[Raw records]

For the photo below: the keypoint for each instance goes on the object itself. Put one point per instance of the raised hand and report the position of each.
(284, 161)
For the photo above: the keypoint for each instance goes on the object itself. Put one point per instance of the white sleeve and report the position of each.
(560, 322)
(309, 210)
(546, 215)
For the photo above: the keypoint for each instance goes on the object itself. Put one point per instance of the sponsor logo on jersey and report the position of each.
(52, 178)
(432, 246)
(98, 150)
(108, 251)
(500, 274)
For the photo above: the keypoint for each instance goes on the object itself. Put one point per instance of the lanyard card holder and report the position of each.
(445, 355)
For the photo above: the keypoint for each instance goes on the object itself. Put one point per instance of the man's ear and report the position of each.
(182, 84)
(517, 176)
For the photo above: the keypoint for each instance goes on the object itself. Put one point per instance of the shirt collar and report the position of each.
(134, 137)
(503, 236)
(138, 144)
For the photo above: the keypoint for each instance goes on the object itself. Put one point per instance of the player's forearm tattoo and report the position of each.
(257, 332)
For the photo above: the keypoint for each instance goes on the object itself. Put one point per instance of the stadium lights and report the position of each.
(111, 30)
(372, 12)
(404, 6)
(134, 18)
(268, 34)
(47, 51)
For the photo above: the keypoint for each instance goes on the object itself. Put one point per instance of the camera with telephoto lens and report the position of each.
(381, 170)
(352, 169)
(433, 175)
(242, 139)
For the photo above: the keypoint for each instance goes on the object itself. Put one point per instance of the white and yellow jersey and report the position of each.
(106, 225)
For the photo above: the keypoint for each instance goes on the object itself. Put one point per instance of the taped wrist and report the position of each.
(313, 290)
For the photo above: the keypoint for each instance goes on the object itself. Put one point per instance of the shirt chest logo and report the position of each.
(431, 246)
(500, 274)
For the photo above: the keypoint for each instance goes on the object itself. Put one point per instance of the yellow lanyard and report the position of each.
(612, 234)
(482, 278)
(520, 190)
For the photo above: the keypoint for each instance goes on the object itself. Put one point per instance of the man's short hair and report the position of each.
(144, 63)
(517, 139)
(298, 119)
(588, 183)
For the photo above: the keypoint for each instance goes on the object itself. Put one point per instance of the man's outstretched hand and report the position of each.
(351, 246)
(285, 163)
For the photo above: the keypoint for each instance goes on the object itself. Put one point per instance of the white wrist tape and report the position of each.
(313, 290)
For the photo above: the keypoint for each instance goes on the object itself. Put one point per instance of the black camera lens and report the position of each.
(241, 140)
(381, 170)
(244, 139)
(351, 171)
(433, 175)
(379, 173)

*Task statement*
All of the data must be returned exactly.

*Task result*
For the photo below: the keypoint for each instance goes on the object itself. Put one point per instance of the raised hand and report the position of each.
(284, 161)
For the photo above: the keypoint for each instance goes on the object itself. Put one point per instance of the white sleeve and report the position of each.
(560, 322)
(309, 210)
(546, 215)
For the photo above: the keypoint for each instance goes on the object itself. Put one point per instance of the sponsor logo on jersey and report the position of each.
(52, 178)
(432, 246)
(98, 150)
(108, 251)
(500, 274)
For the photo above: the keypoint for each instance goes on the object itself. Put one point per instance of the lanyard card holder and report the position of each.
(445, 355)
For the photo above: the keypoint for each instance goes on the object itself. Put one point per instance of the man's ear and report the position of each.
(182, 84)
(517, 176)
For the photo above: the keypoint for each instance goes on the object itself. Put one point per instance of the shirt collar and report the position of each.
(134, 137)
(503, 236)
(138, 144)
For the photo above: the keypoint for each instance goes on the object itself. Put one point per instance of the player's forearm tattoo and report the position of each.
(257, 332)
For the photo above: the keypoint for each instance goes on the object itself. Put one point per instance of the stadium lights and report the position of each.
(111, 30)
(372, 12)
(404, 6)
(134, 18)
(268, 34)
(47, 51)
For the photo above: the keypoint for each instance goes on the object itself. Put one point per instance of the camera with telephoto lens and report the position of each.
(381, 170)
(352, 169)
(433, 175)
(242, 139)
For the photo above: the keypoint for each instance goes on the object itself. Put one point per instance of the white and yellow jersey and report the position of each.
(106, 225)
For the photo above: the keypoint for each instance goes on the object itself. Put one point per instance of the taped wrist and report the position of each.
(313, 290)
For the photo above: the keypoint for each instance goes on the object itself. Put one point per instance of the shirt chest logo and report the position of each.
(431, 246)
(500, 274)
For the photo above: the keypoint for each instance goes on the object itself. Put one point per instance of the yellow lanyard and report the position of each.
(612, 234)
(482, 278)
(520, 190)
For the photo above: the keypoint for each instance goes on the object itself. Put one point per instance of the man's short hair and report the position of each.
(144, 63)
(517, 139)
(298, 119)
(588, 183)
For the photo above: the keypoint for each instance goes on the object itself. Put one point per instance of the man's outstretched hand and report the position of each.
(351, 246)
(285, 163)
For the photo above: the keypoint for each instance goes on the object itself. Put one point per instance of the white wrist tape and report the position of each.
(313, 290)
For the photo above: the keypoint for each instance goes on the object itself. Put one point per instance of the black camera lens and report the position of each.
(241, 140)
(381, 170)
(244, 139)
(351, 171)
(433, 175)
(379, 173)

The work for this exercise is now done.